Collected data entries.

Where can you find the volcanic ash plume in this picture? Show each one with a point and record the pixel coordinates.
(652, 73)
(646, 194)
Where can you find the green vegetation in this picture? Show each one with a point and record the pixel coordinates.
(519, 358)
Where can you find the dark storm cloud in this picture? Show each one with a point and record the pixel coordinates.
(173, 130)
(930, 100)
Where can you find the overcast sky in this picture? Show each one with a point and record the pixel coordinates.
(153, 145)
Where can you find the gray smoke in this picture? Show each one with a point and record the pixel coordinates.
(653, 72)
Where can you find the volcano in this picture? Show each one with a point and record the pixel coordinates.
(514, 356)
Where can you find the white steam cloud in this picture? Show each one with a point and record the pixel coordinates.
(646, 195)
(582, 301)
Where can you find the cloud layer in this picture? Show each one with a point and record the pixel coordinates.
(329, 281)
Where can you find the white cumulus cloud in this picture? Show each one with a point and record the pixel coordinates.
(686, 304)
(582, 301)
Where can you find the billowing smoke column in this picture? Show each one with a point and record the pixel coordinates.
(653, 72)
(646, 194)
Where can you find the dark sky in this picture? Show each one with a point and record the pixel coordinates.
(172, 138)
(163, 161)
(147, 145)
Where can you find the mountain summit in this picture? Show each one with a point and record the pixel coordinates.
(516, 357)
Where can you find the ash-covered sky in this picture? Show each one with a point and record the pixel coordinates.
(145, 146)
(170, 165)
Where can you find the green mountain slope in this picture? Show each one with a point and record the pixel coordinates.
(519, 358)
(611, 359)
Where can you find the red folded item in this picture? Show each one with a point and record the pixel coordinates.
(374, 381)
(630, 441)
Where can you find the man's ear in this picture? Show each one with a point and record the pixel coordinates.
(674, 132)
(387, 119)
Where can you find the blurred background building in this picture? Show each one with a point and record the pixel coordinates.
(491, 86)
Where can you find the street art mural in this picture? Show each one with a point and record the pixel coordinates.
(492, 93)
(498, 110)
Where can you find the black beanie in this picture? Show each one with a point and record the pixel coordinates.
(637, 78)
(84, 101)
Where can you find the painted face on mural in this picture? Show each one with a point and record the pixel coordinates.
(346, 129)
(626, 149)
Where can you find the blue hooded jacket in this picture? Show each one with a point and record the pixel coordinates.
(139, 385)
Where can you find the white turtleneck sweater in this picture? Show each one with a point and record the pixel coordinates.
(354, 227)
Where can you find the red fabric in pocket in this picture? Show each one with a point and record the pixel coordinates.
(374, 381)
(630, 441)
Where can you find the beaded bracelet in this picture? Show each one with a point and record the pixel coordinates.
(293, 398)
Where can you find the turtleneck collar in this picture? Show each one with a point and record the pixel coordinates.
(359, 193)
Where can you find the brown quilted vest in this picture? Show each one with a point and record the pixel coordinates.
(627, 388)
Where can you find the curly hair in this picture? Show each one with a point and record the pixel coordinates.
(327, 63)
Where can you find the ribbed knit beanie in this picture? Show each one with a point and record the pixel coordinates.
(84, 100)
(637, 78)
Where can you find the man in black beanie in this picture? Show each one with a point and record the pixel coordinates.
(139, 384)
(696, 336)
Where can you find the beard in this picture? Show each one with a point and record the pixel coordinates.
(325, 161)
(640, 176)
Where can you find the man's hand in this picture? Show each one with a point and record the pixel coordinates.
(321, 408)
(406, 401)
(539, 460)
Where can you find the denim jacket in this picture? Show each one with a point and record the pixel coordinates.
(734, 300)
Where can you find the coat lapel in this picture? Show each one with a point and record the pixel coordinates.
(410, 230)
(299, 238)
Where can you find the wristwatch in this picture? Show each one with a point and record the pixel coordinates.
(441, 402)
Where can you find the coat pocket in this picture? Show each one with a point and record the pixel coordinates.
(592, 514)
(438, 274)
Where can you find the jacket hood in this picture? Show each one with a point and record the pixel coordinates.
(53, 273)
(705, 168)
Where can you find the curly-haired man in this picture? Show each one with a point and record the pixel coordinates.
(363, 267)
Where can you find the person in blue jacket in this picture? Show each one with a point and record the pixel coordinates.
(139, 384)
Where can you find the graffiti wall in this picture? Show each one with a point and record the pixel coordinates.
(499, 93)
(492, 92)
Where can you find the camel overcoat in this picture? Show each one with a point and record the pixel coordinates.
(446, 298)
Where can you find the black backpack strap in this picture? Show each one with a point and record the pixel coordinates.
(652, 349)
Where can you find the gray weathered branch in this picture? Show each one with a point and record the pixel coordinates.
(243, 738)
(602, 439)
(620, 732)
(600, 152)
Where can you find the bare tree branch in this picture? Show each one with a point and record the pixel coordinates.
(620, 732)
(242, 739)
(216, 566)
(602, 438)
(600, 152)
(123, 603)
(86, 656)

Set exercise.
Write the listing out again, exactly as it reads.

Response to this exercise.
Where can you find the volcanic ash plume in this picture? Show each one with a point and record the pixel coordinates.
(652, 73)
(646, 194)
Where can you find the green vegetation in this picture? Show each one with a point and record the pixel coordinates.
(519, 358)
Where can you find the dark storm cloud in this picture? Show each one with a point and record the pixel coordinates.
(173, 130)
(930, 100)
Where can you find the overcast sky in this picture? Show each one with a point and record the pixel coordinates.
(153, 145)
Where can you find the gray smoke in this picture? Show each one with a point and record the pixel coordinates.
(653, 72)
Where can you find the volcano in this picture? Show each one with a point and record the pixel coordinates.
(514, 356)
Where can you find the white steam cloud in this picture? Show each one with a point and record the pixel coordinates.
(646, 195)
(582, 301)
Where can you find the cloud layer in this picture? Show each one with a point and record the pixel coordinates.
(329, 281)
Where can you find the white cumulus cloud in this picture? Show each one with a point and record the pixel coordinates.
(686, 304)
(582, 301)
Where can you find the billowing smoke column in this picture? Show each one with a point and record the pixel coordinates.
(653, 72)
(646, 194)
Where can you find the dark sky in this picture? Show each one with a point and record the pixel coordinates.
(172, 138)
(163, 161)
(147, 145)
Where can you find the mountain summit in this picture? Show each one with a point and record the pixel coordinates.
(516, 357)
Where can you find the ash-covered sky in this picture? Show each one with a point and record the pixel coordinates.
(145, 146)
(170, 165)
Where can you find the green mountain slope in this picture? Show each one with a point and record the pixel coordinates.
(519, 358)
(611, 359)
Where can you find the red folded item in this picture? Show each one with a point and record the pixel coordinates.
(374, 381)
(630, 441)
Where can you find the man's ear in this picture? Show each one with a point and record the pixel coordinates.
(674, 132)
(387, 119)
Where can you find the blurred background building in this picture? Show each one with a point and record the pixel coordinates.
(491, 86)
Where can you find the street art mural in this picture? Show each one with a point and record the pixel coordinates.
(492, 93)
(498, 110)
Where can you find the black beanie in this picture? Show each one with a point and record the pixel coordinates.
(637, 78)
(84, 101)
Where can you find the painted face on mural in this picture? Show each one with a point and record the pixel coordinates.
(346, 129)
(626, 149)
Where can you find the blue hooded jacket in this picture? Show each one with a point and record the pixel coordinates.
(139, 385)
Where can you find the white turtleneck sweater in this picture? Show each one with a point and record the pixel coordinates.
(354, 227)
Where can you find the red fabric in pocket in this picture? Show each one with a point and record the pixel coordinates.
(374, 381)
(630, 441)
Where can you find the beaded bracelet in this picture? Show each one with a point and record the pixel coordinates.
(293, 398)
Where can you find the turtleneck collar in this picture? Show each one with a point and record the pixel coordinates.
(359, 193)
Where can you find the brown quilted vest in this picture? Show each one with a point and record the pixel coordinates.
(627, 388)
Where can you find the curly hair in this picture? Show each one with a point and record the pixel coordinates.
(327, 63)
Where can you find the ribbed knit beanie in this picture? Show each one with a point and record the pixel coordinates.
(84, 100)
(637, 78)
Where can you find the man in black beanie in this picture? Show each one with a point and record the pixel coordinates.
(139, 384)
(696, 336)
Where can you find the beard in this picture? Show each one with a point and record the pixel coordinates.
(325, 161)
(640, 176)
Where can you find the man's hand in this picture? Show each one with a point and record the pixel coordinates.
(321, 408)
(406, 401)
(539, 460)
Where can you find the denim jacket in this picture? Show each one with a point and record the pixel coordinates.
(734, 300)
Where can you find the coat lapel in this picture? Show each one with a point and record the pixel coordinates.
(410, 230)
(299, 238)
Where can you find the wristwatch in this picture? Show each one with a point and record the pixel coordinates.
(441, 402)
Where can you find the coat pocket in this picture? Show each one with a point and record the pixel coordinates.
(592, 514)
(438, 274)
Where can you find the jacket hood in this picture? Show each one with a point and record the pixel coordinates.
(53, 273)
(705, 168)
Where can you find the curly-haired man in this picture? Show each one with a point and record the pixel coordinates.
(363, 267)
Where can you find the person in blue jacket in this picture? Show each one with a point and record the pixel coordinates.
(139, 384)
Where can you find the graffiti wall in this picture? Show each one with a point and record the pixel coordinates.
(499, 93)
(492, 92)
Where can you find the camel overcoat in this picture? Show each one with a point and record the pixel coordinates.
(446, 298)
Where can you find the black backpack strap in this picture? Show each one with a point and record the pixel coordinates.
(652, 349)
Where can you find the gray weathered branch in this picture? Show each one with a point and record the pixel coordinates.
(243, 738)
(602, 439)
(620, 732)
(600, 152)
Where can you find the bare tree branch in this picture? Show each one with a point and record the pixel coordinates.
(620, 732)
(242, 739)
(216, 566)
(602, 438)
(600, 152)
(123, 603)
(86, 656)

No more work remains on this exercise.